■ **EXERCISE PASSAGE**
━━━

Nikos Paouris, Apostolos Tsiamis
Addressing the owner’s desire for a hospitality complex consisting of a multitude of underground cave houses in the heartland of Kea Island, we took a step back and re-examined the available design options.
Despite the incentives afforded by the building code, we decided against the construction of hundreds of square meters of underground structures, since that would mean an irrevocable disruption of this virgin area of the island which could not be mitigated by the installation of concealing green roofs. The conventional way of building with a succession of single and double floor volumes was also rejected based on our decision to add as little “noise” as possible to this unbuilt area.
We chose instead to propose a solution that seeks to embody Lightness, Temporariness and Synergy with the natural environment as it’s core concepts.

━━━

■ **EXERCISE REQUIREMENTS**
Pick up the piece about the hospitality complex on Kea Island after its last sentence and write what comes next.

━━━

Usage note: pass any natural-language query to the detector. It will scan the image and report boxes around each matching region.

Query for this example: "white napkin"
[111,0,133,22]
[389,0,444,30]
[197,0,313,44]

━━━

■ **TASK ANSWER**
The rough dry-stone ruins scattered throughout the field – once temporary shelters for the locals – are multiplied and utilized as solid bases which support light structures constructed off-site out of metal and wood. These housing units, small in size, scattered on the slope and keeping the natural colors of their materials are incorporated into the landscape, resembling oversized versions of the omnipresent beehives found around the island. The multiple qualities of the units when in use (open/semi-open/sealed) contribute depending on the hour, the elements and the tenant’s mood to the abstract concepts described above becoming lived architectural experience in tune with the island’s nature.